Stored data entries
=====

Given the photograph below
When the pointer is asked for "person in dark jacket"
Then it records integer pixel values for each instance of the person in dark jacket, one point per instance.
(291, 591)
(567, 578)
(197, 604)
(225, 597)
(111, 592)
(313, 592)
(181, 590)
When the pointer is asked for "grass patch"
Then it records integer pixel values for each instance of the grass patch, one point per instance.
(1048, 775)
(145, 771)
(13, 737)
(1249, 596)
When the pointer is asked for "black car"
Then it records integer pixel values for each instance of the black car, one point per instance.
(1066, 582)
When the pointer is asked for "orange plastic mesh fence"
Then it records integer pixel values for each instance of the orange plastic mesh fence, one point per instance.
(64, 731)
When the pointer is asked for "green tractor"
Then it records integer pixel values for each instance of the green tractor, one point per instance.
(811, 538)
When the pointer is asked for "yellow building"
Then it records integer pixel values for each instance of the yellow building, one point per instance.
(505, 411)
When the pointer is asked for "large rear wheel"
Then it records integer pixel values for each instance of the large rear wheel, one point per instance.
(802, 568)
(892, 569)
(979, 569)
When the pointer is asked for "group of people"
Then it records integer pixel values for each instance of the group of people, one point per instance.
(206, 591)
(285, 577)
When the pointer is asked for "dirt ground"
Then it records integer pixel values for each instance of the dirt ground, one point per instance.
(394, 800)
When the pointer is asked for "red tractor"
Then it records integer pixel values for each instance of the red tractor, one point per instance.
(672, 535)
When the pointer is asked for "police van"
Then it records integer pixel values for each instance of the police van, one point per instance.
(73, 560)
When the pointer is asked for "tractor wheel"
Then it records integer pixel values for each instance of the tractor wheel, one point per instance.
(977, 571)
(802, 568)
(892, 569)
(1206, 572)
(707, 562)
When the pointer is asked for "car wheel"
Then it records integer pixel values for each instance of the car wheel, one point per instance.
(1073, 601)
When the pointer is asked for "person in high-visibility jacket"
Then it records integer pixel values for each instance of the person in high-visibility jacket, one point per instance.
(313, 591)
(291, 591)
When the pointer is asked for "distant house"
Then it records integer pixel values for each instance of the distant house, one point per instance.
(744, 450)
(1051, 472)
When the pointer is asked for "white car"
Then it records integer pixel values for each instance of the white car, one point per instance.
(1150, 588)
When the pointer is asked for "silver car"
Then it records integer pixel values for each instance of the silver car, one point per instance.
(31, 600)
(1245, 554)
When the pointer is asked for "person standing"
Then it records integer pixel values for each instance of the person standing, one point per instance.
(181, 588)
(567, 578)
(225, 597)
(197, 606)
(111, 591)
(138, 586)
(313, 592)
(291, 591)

=====

Your task is to output all of the data above word for word.

#### [Expected answer]
Given the photograph below
When the pointer is asked for "person in dark jacket"
Then it records integer pixel values for each instance of the person in dark jacket, one point per instance.
(291, 591)
(567, 578)
(197, 604)
(225, 597)
(111, 592)
(313, 592)
(181, 590)
When the pointer is asked for "grass patch"
Then it records integer pixel values for each instance of the grass patch, one point per instance.
(1048, 775)
(145, 771)
(13, 737)
(1249, 596)
When the pointer is asked for "black car"
Then it records integer pixel values for each instance of the black car, one point per instance.
(1066, 582)
When the pointer is asked for "orange plastic mesh fence"
Then it records integer pixel values for each instance of the orange plastic mesh fence, one point per instance.
(64, 731)
When the pointer is asked for "green tractor"
Then it records integer pixel values for each instance of the green tractor, one point per instance.
(811, 538)
When the pointer is asked for "yellow building"
Then it records integer pixel values for each instance of the yellow building, one point per instance.
(505, 411)
When the pointer is asked for "large rear wheel"
Then it records integer pixel values for each instance of the large rear wheel, one point per instance.
(802, 568)
(892, 569)
(979, 569)
When the pointer is asked for "group of people"
Then it records integer pixel values for each instance of the group of people, one point per instance.
(206, 591)
(285, 577)
When the pointer is asked for "dirt ground"
Then it records integer pixel values for each instance of the dirt ground, one point per instance.
(394, 800)
When the pointer is asked for "red tractor"
Then it records integer pixel values for each instance of the red tractor, one point per instance.
(672, 535)
When the pointer is asked for "police van"
Then it records integer pixel values for each instance of the police van, one point per instance.
(73, 560)
When the pointer is asked for "tractor wheel"
Then it records integer pixel values for each instance of the tractor wheel, one point per instance.
(977, 571)
(802, 568)
(892, 569)
(1206, 572)
(707, 562)
When the pointer is asked for "car wheel"
Then it records integer pixel values for each instance of the car wheel, one point per instance.
(1073, 601)
When the pointer is asked for "person in high-visibility jacket"
Then it records integer pixel values for each instance of the person in high-visibility jacket, one point per instance.
(313, 591)
(291, 591)
When the pointer is asked for "distant house"
Then it records integer pixel values for each instance of the distant house, one point per instance.
(744, 450)
(1051, 472)
When the pointer is asked for "white car"
Then it records integer pixel values for each instance of the white car, one point per instance.
(1150, 588)
When the pointer is asked for "silver car"
Then it records integer pixel values for each instance of the silver car, one point per instance.
(31, 600)
(1245, 554)
When the pointer is asked for "person standing"
Then it records integer pixel values for each instance of the person standing, one point per instance.
(181, 588)
(567, 578)
(225, 597)
(197, 606)
(111, 591)
(138, 586)
(313, 592)
(291, 591)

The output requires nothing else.